> Short problem: Format each line of the listing below as a numbered list item, omitting any blank lines.

> Items:
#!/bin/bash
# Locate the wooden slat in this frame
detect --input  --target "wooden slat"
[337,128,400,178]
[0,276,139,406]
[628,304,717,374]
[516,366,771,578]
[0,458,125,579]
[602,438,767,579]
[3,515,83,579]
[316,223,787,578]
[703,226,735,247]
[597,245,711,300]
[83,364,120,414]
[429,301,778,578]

> Task output:
1. #!/bin/bash
2. # Locate the wooden slat in this frame
3. detect --input  --target "wooden slat"
4. [337,128,400,178]
5. [0,276,139,406]
6. [628,304,717,374]
7. [516,366,771,578]
8. [0,458,125,579]
9. [602,438,767,579]
10. [3,515,83,579]
11. [316,223,787,578]
12. [703,226,735,247]
13. [597,245,711,300]
14. [83,364,120,414]
15. [429,301,778,578]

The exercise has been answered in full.